======== Materials provided

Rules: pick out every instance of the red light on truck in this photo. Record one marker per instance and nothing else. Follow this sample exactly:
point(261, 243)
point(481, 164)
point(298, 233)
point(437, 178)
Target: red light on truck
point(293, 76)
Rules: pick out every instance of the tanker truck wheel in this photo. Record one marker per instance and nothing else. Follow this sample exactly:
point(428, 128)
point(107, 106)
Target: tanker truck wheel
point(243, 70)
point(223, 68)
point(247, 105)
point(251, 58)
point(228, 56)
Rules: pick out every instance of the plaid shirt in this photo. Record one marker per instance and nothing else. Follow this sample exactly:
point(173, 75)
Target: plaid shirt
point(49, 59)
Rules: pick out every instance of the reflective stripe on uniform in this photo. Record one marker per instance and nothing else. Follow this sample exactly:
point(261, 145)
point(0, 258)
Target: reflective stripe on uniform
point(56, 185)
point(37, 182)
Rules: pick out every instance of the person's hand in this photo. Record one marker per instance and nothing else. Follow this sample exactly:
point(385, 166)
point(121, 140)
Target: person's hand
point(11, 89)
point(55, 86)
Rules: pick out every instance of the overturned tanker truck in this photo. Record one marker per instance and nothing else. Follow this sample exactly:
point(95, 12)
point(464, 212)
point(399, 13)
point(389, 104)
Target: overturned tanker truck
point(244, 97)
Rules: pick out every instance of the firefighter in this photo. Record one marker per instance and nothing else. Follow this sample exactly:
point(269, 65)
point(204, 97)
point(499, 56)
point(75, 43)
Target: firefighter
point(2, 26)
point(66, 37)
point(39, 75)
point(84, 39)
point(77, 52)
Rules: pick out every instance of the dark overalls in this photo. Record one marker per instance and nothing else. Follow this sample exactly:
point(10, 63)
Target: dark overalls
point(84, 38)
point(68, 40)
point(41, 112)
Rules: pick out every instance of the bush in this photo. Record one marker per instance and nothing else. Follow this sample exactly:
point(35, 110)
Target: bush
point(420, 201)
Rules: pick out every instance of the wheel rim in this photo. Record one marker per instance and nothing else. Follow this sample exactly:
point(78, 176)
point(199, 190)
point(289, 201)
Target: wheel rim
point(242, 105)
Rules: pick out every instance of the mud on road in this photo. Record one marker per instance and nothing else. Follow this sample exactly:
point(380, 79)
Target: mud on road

================

▶ **What is being asked**: Find all lines holding the word "road" in the records above and copy them.

▶ **Written response**:
Rules: pick out every instance of the mud on road in this photo. Record one marker per instance and nothing else. Follow this sample exactly:
Target: mud on road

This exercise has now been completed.